AIM: Copy out the following entries word for word, keeping every line as it appears.

### PROVIDED RECORDS ###

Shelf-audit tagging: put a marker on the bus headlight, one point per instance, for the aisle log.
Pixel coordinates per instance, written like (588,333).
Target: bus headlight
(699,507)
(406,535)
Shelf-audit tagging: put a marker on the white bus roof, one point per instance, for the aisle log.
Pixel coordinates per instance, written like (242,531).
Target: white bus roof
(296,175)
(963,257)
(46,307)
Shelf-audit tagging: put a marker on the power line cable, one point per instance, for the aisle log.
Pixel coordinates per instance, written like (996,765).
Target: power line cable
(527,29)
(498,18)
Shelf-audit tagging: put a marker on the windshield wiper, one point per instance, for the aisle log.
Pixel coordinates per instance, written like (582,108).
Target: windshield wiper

###

RESPONSE BELOW:
Shelf-audit tagging: put a marker on the bus headlight, one point per instance, for the aisle log.
Pixel coordinates per instance, written like (588,333).
Target: bus headlight
(699,507)
(406,535)
Shelf-audit tagging: put a marker on the white bus roof, one point per instance, for the aisle log.
Pixel coordinates per instance, written like (242,531).
Target: white bus roof
(296,175)
(963,257)
(46,307)
Shelf-audit tagging: put a marker on the power line cable, one point per instance, for the aisle log.
Pixel coordinates per instance, written like (996,765).
Target: power line cable
(527,29)
(498,18)
Shelf-audit tagging: put a marker on the windshield wiper, one point per instance, for the aisle log.
Pixel coordinates per instance, written like (582,108).
Target: windshield wiper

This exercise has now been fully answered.